**Written task 1**:
Convert the records, from their start through the line containing "100 81 L 129", into a Markdown table with the columns Row and Line. Number each row, skip blank lines, and omit the pictures.

**Article**:
[Start]
We use a simple and robust approach to program planning: it’s called logic modeling. We’ve made it even better for environmental purposes by incorporating into it a framework for monitoring outcomes that is endorsed by the United Nations Environment Program.

The logic model and outcomes framework will help you build a 1-page diagram that can involve all your stakeholders in its preparation, explain your entire program to anyone and enable ongoing monitoring of your environmental management program’s outcomes and cost-effectiveness, including of the training component.

But you need to ask two hard questions before you get that far:

  • is training the solution to your environmental problem?
  • why should your organization do the training? That is, can, should or will anyone else do it instead?

Be sure that if you don't ask these questions your managers will.

My book will help you answer these questions. More than that it will help you:

  • find partners within and beyond your organization
  • make a compelling case for the needs and benefits of your training
  • understand your trainees and their learning needs
  • develop training content and delivery that works for you
  • measure the success of your training
  • gain long term resourcing and support for your program

Free resources for buyers only

As a buyer of the book you will get a login and password to access free online resources that will give you some helpful shortcuts. Examples of the 16 resources so far available include:

  • workshop logistics checklists
  • standard registration letters
  • workshop evaluation sheets
  • email list agreement forms
  • attendance certificates
  • and much, much more.

Case studies of successful environmental training programs

The book contains eight case studies of successful training programs drawn from three different countries, showing how successful environmental training can address issues as diverse as:

  • stream bank planting on farms
  • pollution prevention for manufacturers
  • environmental management for utilities
  • ecosystem restoration by first nation peoples
  • environmental controls for the civil construction sector

Why good environmental training benefits businesses and communities

There’s never been a better time to train. Why? Because as Josh Bivens says in New Scientist issue 2857 (24 March 2012), when the economy is doing well, environmental regulation has no effect on job growth; but when it isn’t, such regulation is very likely to create jobs at a very low marginal cost.

Among the many things I’ve learned from my association with many successful environmental training programs is that they are good for everyone involved:

  • businesses benefit because good environmental management saves considerable time and money otherwise wasted in responding to environmental incidents instead of doing productive work for their customers
  • businesses with good environmental systems are usually all-round good operators that are more profitable than their less responsible industry peers
  • environmental regulators benefit from gaining a better understanding of business pressures and drivers, and can help firms comply with the law in ways that add business value
  • communities – who often demand that environmental regulators and businesses deliver better environmental performance – benefit from seeing ongoing environmental problems progressively addressed in ways that the whole community can enjoy

Who needs this book?
[End]
**Written task 2**:
Carry on the environmental training piece from the point where it stops.

**Extracted data**:
[Start]
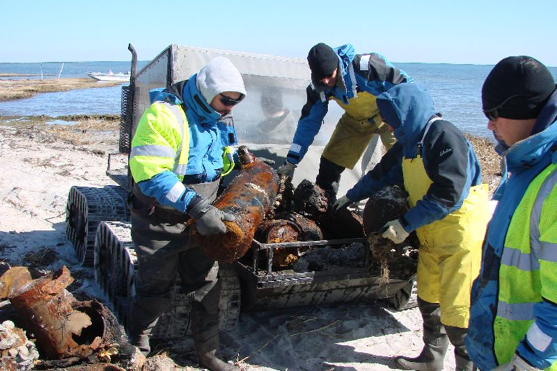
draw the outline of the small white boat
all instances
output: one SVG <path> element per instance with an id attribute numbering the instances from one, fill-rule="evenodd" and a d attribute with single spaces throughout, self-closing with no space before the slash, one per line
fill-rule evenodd
<path id="1" fill-rule="evenodd" d="M 100 81 L 129 81 L 130 74 L 130 72 L 114 73 L 111 70 L 109 70 L 109 73 L 103 72 L 87 72 L 87 76 Z"/>

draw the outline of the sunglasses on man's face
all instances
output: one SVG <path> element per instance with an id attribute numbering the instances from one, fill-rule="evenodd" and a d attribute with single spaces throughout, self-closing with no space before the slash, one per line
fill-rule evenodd
<path id="1" fill-rule="evenodd" d="M 236 104 L 242 102 L 242 98 L 243 97 L 242 95 L 240 95 L 240 98 L 235 100 L 232 99 L 230 97 L 227 97 L 226 95 L 222 93 L 219 94 L 219 95 L 221 96 L 220 98 L 221 103 L 222 103 L 225 106 L 235 106 Z"/>
<path id="2" fill-rule="evenodd" d="M 489 121 L 495 121 L 495 120 L 499 117 L 499 110 L 502 109 L 505 104 L 506 104 L 512 98 L 516 98 L 517 97 L 520 97 L 522 95 L 522 94 L 515 94 L 515 95 L 511 95 L 494 107 L 489 109 L 484 109 L 483 114 L 485 115 L 485 117 L 487 118 L 487 120 Z"/>

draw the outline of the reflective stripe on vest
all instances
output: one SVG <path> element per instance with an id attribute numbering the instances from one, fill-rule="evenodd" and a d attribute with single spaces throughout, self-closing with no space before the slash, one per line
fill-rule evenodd
<path id="1" fill-rule="evenodd" d="M 557 184 L 556 169 L 557 164 L 549 165 L 532 180 L 512 214 L 505 237 L 494 322 L 494 350 L 500 363 L 510 359 L 526 333 L 531 344 L 535 343 L 537 336 L 547 336 L 541 330 L 530 329 L 535 325 L 534 306 L 544 300 L 540 263 L 544 264 L 547 275 L 555 275 L 554 267 L 557 267 L 557 236 L 551 235 L 555 231 L 550 228 L 555 216 L 555 205 L 551 202 L 557 198 L 551 193 Z M 544 205 L 547 200 L 551 202 Z M 551 290 L 546 291 L 551 294 Z M 553 301 L 556 296 L 546 299 Z"/>
<path id="2" fill-rule="evenodd" d="M 224 151 L 222 155 L 222 173 L 221 176 L 228 175 L 234 168 L 234 152 L 236 150 L 232 145 L 228 145 L 224 148 Z"/>
<path id="3" fill-rule="evenodd" d="M 158 101 L 153 104 L 158 104 L 168 109 L 176 118 L 181 140 L 175 151 L 170 147 L 160 145 L 143 145 L 132 147 L 130 159 L 134 156 L 152 156 L 159 157 L 171 157 L 174 159 L 174 166 L 172 171 L 177 175 L 183 177 L 187 168 L 187 161 L 189 156 L 189 127 L 187 118 L 183 113 L 182 108 L 178 104 L 168 102 Z M 184 145 L 183 143 L 187 143 Z"/>

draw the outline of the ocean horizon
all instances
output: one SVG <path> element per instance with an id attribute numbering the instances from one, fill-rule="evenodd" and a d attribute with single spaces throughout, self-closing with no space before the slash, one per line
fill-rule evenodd
<path id="1" fill-rule="evenodd" d="M 137 62 L 137 72 L 150 61 Z M 481 109 L 481 88 L 494 65 L 393 63 L 423 84 L 431 93 L 436 111 L 462 132 L 489 139 L 487 122 Z M 130 61 L 0 63 L 0 80 L 87 77 L 86 72 L 125 72 Z M 557 68 L 549 67 L 557 77 Z M 13 74 L 28 75 L 2 77 Z M 32 75 L 32 76 L 29 76 Z M 100 81 L 98 84 L 102 84 Z M 122 85 L 128 85 L 124 83 Z M 45 93 L 31 98 L 0 102 L 0 115 L 59 116 L 77 114 L 119 114 L 121 86 Z M 293 112 L 297 117 L 299 113 Z"/>

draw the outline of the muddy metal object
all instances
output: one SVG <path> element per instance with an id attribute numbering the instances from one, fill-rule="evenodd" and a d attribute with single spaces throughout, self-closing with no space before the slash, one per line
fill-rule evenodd
<path id="1" fill-rule="evenodd" d="M 399 185 L 386 186 L 372 196 L 363 208 L 366 234 L 378 232 L 386 223 L 400 218 L 408 210 L 408 194 Z"/>
<path id="2" fill-rule="evenodd" d="M 221 262 L 233 262 L 249 249 L 251 240 L 278 191 L 278 175 L 269 165 L 256 160 L 247 147 L 238 149 L 242 170 L 213 203 L 215 207 L 236 217 L 225 221 L 226 233 L 202 236 L 191 226 L 205 253 Z"/>
<path id="3" fill-rule="evenodd" d="M 281 175 L 278 185 L 278 194 L 274 203 L 273 212 L 283 212 L 292 210 L 292 203 L 294 200 L 294 186 L 292 184 L 292 177 L 290 175 Z M 271 214 L 271 213 L 269 213 Z M 267 219 L 274 219 L 272 215 Z"/>
<path id="4" fill-rule="evenodd" d="M 294 191 L 294 210 L 317 217 L 331 209 L 334 200 L 318 186 L 304 179 Z"/>
<path id="5" fill-rule="evenodd" d="M 263 222 L 258 230 L 258 240 L 265 244 L 298 241 L 301 230 L 287 220 L 272 220 Z M 273 254 L 273 266 L 288 267 L 298 260 L 299 251 L 296 248 L 278 248 Z"/>
<path id="6" fill-rule="evenodd" d="M 44 274 L 28 267 L 13 267 L 0 276 L 0 300 L 8 299 L 14 291 Z"/>
<path id="7" fill-rule="evenodd" d="M 39 352 L 25 331 L 11 321 L 0 324 L 0 369 L 6 371 L 31 370 Z"/>
<path id="8" fill-rule="evenodd" d="M 317 223 L 294 212 L 278 214 L 276 219 L 264 222 L 256 235 L 258 241 L 265 244 L 293 242 L 295 241 L 320 241 L 323 233 Z M 273 266 L 283 268 L 298 261 L 299 247 L 277 247 L 273 249 Z M 268 252 L 268 251 L 267 251 Z"/>
<path id="9" fill-rule="evenodd" d="M 41 350 L 50 359 L 88 357 L 93 353 L 104 358 L 107 354 L 131 358 L 134 348 L 113 315 L 95 300 L 77 301 L 65 290 L 72 281 L 63 267 L 29 281 L 10 297 Z"/>
<path id="10" fill-rule="evenodd" d="M 317 221 L 328 239 L 363 237 L 362 217 L 348 209 L 331 212 L 334 200 L 319 186 L 304 180 L 294 191 L 293 209 Z"/>

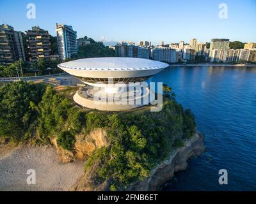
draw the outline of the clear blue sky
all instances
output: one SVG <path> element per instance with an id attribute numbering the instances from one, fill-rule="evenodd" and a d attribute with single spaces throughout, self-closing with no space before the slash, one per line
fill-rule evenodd
<path id="1" fill-rule="evenodd" d="M 26 18 L 29 3 L 36 6 L 36 19 Z M 221 3 L 228 6 L 227 19 L 218 17 Z M 256 41 L 256 0 L 0 0 L 0 24 L 15 30 L 39 26 L 56 36 L 56 22 L 97 41 Z"/>

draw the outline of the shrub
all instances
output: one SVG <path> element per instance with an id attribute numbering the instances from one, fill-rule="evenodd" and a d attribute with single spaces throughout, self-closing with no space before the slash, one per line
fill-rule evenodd
<path id="1" fill-rule="evenodd" d="M 70 150 L 75 143 L 75 137 L 67 131 L 63 131 L 57 135 L 57 144 L 64 149 Z"/>

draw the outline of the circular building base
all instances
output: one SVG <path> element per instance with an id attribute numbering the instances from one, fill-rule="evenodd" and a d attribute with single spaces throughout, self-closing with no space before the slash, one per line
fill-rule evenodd
<path id="1" fill-rule="evenodd" d="M 80 89 L 74 96 L 79 105 L 92 109 L 120 111 L 148 105 L 150 89 L 147 87 L 116 94 L 109 94 L 104 89 L 95 90 L 92 87 Z"/>

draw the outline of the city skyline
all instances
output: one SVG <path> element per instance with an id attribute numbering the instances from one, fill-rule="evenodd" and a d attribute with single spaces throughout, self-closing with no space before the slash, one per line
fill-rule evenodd
<path id="1" fill-rule="evenodd" d="M 200 42 L 209 42 L 212 38 L 229 38 L 231 41 L 255 41 L 253 19 L 256 17 L 256 2 L 253 1 L 247 1 L 246 3 L 226 1 L 228 6 L 227 19 L 221 19 L 218 17 L 220 10 L 218 6 L 221 3 L 218 1 L 211 3 L 202 1 L 190 3 L 185 1 L 183 3 L 166 1 L 152 1 L 150 3 L 144 1 L 139 3 L 132 1 L 118 3 L 113 1 L 111 3 L 95 1 L 77 1 L 74 4 L 65 3 L 61 4 L 61 9 L 60 10 L 56 9 L 58 5 L 59 6 L 58 2 L 51 2 L 49 6 L 49 2 L 47 1 L 34 1 L 36 18 L 28 19 L 26 17 L 28 2 L 15 2 L 16 6 L 14 7 L 12 6 L 12 1 L 1 1 L 0 7 L 8 9 L 1 12 L 1 23 L 10 25 L 15 30 L 22 32 L 32 26 L 39 26 L 54 36 L 56 36 L 56 23 L 72 25 L 77 32 L 78 38 L 87 36 L 97 41 L 105 42 L 129 40 L 136 43 L 147 40 L 154 45 L 159 45 L 161 41 L 168 44 L 183 40 L 188 43 L 193 38 Z M 215 7 L 216 10 L 212 9 Z M 211 10 L 208 12 L 207 10 L 209 8 Z M 160 11 L 157 10 L 160 8 L 161 15 L 159 16 Z M 170 12 L 166 13 L 168 8 Z M 132 16 L 126 14 L 129 13 L 129 10 L 131 9 L 135 12 Z M 140 11 L 140 9 L 149 11 Z M 69 13 L 67 13 L 68 10 Z M 72 10 L 76 12 L 72 13 Z M 61 15 L 63 12 L 67 14 Z M 48 13 L 51 13 L 51 15 Z M 246 13 L 246 17 L 244 13 Z M 120 18 L 115 17 L 114 19 L 113 17 L 116 15 Z M 193 20 L 196 24 L 193 22 Z M 109 24 L 108 22 L 111 24 Z M 241 22 L 243 24 L 241 24 Z M 148 26 L 153 29 L 148 29 Z M 241 31 L 237 32 L 237 28 Z M 246 35 L 244 32 L 246 32 Z"/>

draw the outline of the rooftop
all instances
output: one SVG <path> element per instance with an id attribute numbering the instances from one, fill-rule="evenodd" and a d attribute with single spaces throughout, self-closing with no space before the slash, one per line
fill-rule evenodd
<path id="1" fill-rule="evenodd" d="M 88 71 L 133 71 L 163 69 L 166 63 L 141 58 L 85 58 L 61 63 L 60 68 Z"/>

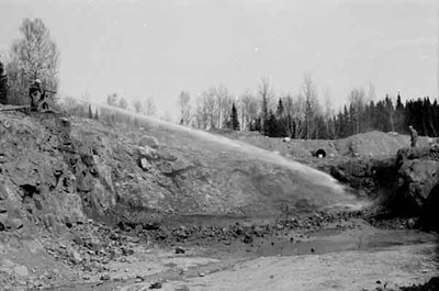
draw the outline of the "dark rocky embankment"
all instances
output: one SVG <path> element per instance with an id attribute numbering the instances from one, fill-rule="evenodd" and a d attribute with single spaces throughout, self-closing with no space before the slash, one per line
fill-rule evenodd
<path id="1" fill-rule="evenodd" d="M 373 199 L 376 216 L 414 219 L 410 224 L 438 230 L 438 146 L 401 148 L 385 159 L 349 159 L 331 166 L 330 174 Z"/>

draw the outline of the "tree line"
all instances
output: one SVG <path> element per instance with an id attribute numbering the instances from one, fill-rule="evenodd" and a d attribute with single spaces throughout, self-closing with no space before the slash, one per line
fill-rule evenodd
<path id="1" fill-rule="evenodd" d="M 374 88 L 352 89 L 347 103 L 336 112 L 326 100 L 322 105 L 311 76 L 305 76 L 296 94 L 274 97 L 272 86 L 261 79 L 255 93 L 246 91 L 235 99 L 224 86 L 203 91 L 191 104 L 190 94 L 178 97 L 180 124 L 201 130 L 230 128 L 256 131 L 270 137 L 335 139 L 353 134 L 382 131 L 408 133 L 413 125 L 420 135 L 438 136 L 439 104 L 429 97 L 403 103 L 389 94 L 375 100 Z M 238 126 L 232 126 L 234 120 Z M 239 125 L 240 124 L 240 125 Z"/>
<path id="2" fill-rule="evenodd" d="M 27 90 L 33 79 L 43 81 L 43 87 L 58 87 L 59 49 L 41 19 L 23 20 L 22 37 L 13 42 L 7 56 L 0 58 L 0 103 L 26 104 Z M 2 60 L 5 60 L 2 63 Z M 181 125 L 201 130 L 228 128 L 256 131 L 266 136 L 291 138 L 342 138 L 368 131 L 407 133 L 413 125 L 420 135 L 437 136 L 439 133 L 439 104 L 428 97 L 402 102 L 399 94 L 375 100 L 373 87 L 352 89 L 347 104 L 336 112 L 330 99 L 322 98 L 311 75 L 306 75 L 301 89 L 295 93 L 275 96 L 268 79 L 261 79 L 255 91 L 247 90 L 238 98 L 223 86 L 211 87 L 192 100 L 187 91 L 178 96 Z M 127 100 L 116 92 L 106 96 L 110 107 L 132 110 L 155 116 L 157 107 L 153 98 Z M 58 105 L 72 114 L 114 121 L 117 114 L 108 109 L 94 112 L 91 105 L 71 99 Z M 171 116 L 164 117 L 167 121 Z"/>

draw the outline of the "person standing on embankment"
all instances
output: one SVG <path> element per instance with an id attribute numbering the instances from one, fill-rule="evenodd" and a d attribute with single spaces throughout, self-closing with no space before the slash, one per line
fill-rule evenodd
<path id="1" fill-rule="evenodd" d="M 412 142 L 412 147 L 416 146 L 416 143 L 418 142 L 418 133 L 416 132 L 415 128 L 413 128 L 412 125 L 408 125 L 408 128 L 410 130 L 410 142 Z"/>

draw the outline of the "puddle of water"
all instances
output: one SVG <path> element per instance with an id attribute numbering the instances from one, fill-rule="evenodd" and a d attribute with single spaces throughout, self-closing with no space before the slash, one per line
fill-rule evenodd
<path id="1" fill-rule="evenodd" d="M 291 240 L 288 237 L 272 239 L 255 239 L 251 245 L 245 246 L 245 251 L 255 256 L 299 256 L 326 254 L 347 250 L 375 251 L 402 245 L 419 245 L 435 243 L 432 234 L 416 231 L 367 231 L 339 232 L 334 234 L 315 234 L 308 238 Z"/>

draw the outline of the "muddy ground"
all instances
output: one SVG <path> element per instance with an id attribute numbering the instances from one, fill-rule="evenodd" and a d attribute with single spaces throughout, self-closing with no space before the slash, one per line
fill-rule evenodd
<path id="1" fill-rule="evenodd" d="M 60 135 L 56 142 L 52 119 L 41 124 L 35 121 L 21 115 L 2 117 L 9 137 L 3 135 L 0 155 L 4 169 L 0 181 L 8 181 L 0 187 L 0 290 L 436 290 L 435 282 L 426 282 L 438 276 L 438 238 L 418 231 L 415 219 L 378 216 L 375 209 L 330 210 L 326 206 L 333 201 L 324 199 L 330 193 L 318 192 L 326 188 L 312 180 L 294 182 L 302 182 L 304 198 L 318 198 L 315 202 L 320 210 L 303 199 L 283 209 L 289 205 L 282 199 L 290 186 L 275 187 L 286 180 L 278 181 L 273 175 L 283 171 L 255 160 L 251 170 L 243 170 L 246 163 L 233 159 L 234 152 L 224 152 L 224 145 L 214 141 L 212 152 L 206 150 L 207 144 L 201 150 L 190 143 L 191 136 L 172 137 L 157 130 L 162 134 L 157 144 L 145 136 L 146 130 L 126 134 L 124 128 L 74 120 L 70 137 Z M 151 134 L 154 128 L 146 132 Z M 255 138 L 275 145 L 269 150 L 279 149 L 288 158 L 323 170 L 339 159 L 357 159 L 358 153 L 365 155 L 372 147 L 389 155 L 408 143 L 406 136 L 368 136 L 353 137 L 354 142 L 373 142 L 362 147 L 350 141 L 295 145 Z M 154 146 L 143 146 L 145 153 L 137 160 L 137 143 L 145 137 Z M 386 138 L 397 146 L 393 142 L 381 145 Z M 312 149 L 323 144 L 328 153 L 338 154 L 325 160 L 313 157 Z M 67 145 L 74 148 L 67 150 Z M 250 154 L 255 150 L 243 148 Z M 344 154 L 346 148 L 353 157 Z M 294 150 L 303 156 L 289 157 Z M 78 158 L 66 158 L 72 155 Z M 57 168 L 45 164 L 52 159 L 57 159 Z M 75 161 L 72 169 L 63 166 L 66 160 Z M 230 172 L 232 177 L 246 175 L 230 181 Z M 190 183 L 194 178 L 199 184 Z M 240 188 L 249 179 L 257 187 Z M 278 183 L 261 182 L 271 180 Z M 45 183 L 48 187 L 41 187 Z M 99 192 L 103 186 L 110 190 Z M 216 191 L 226 188 L 230 200 L 223 198 L 224 191 Z M 257 203 L 247 201 L 251 200 L 245 195 L 248 189 L 255 192 L 250 198 L 259 198 Z M 235 210 L 234 199 L 246 202 L 244 209 L 272 211 L 266 216 L 260 215 L 263 211 L 227 214 L 225 210 Z M 144 208 L 137 208 L 138 203 Z M 72 215 L 77 213 L 74 206 L 86 210 L 85 215 Z M 191 214 L 178 214 L 187 210 Z"/>
<path id="2" fill-rule="evenodd" d="M 404 290 L 438 276 L 437 236 L 412 226 L 363 211 L 23 230 L 3 244 L 2 270 L 23 261 L 29 273 L 9 266 L 19 280 L 0 290 Z"/>

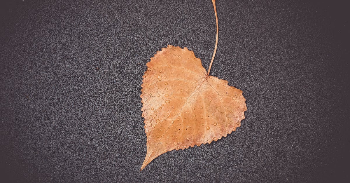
[End]
**Answer 1**:
| Row | Line |
|---|---|
| 1 | draw the outline of the small white boat |
| 2 | all instances |
| 3 | output: one SVG <path> element per instance with an id attribute numbering the instances from one, fill-rule="evenodd" and a d attribute with single spaces throughout, self-closing with no space before the slash, one per line |
| 4 | fill-rule evenodd |
| 5 | <path id="1" fill-rule="evenodd" d="M 100 81 L 129 81 L 130 74 L 130 72 L 114 73 L 111 70 L 109 70 L 109 73 L 103 72 L 87 72 L 87 76 Z"/> |

**Answer 2**:
The principles of the book and my experience with the civil construction and manufacturing sectors have major appeal to audiences in:

  • rapidly developing economies such as China, India, some other parts of Asia and parts of South Africa and South America. The accelerating pace of urbanization and rural-urban migration poses a serious threat to environmental quality and community amenity: in 2007 the World Bank conservatively estimated the cost of China’s pollution at 5.8% of its GDP – trillions of dollars
  • stagnating economies in the developed world, where people are focusing more and more on a more meaningful life and healthier natural environments: here, the restoration economy described by Storm Cunningham has major potential to leverage the environmental skills emerging in many sectors to restore and revitalize people and places

Within those audiences, my book is suitable for any agency delivering long-term environmental training programs within their own organization or for other organizations.

Environmental regulators: : you can use my book to develop and enhance the education and training programs you run or support, and to work constructively with your community sectors.
Tertiary educators: using my book will help you to develop your students’ capacity to make a difference in their chosen workplaces.
Businesses and utilities: you can use my book to help set up environmental training for your own staff and subcontractors. You can also have input to government-sponsored environmental training programs for businesses in order to make sure that your needs and constraints are well understood: this will strengthen the relevance and effectiveness of the training for all parties.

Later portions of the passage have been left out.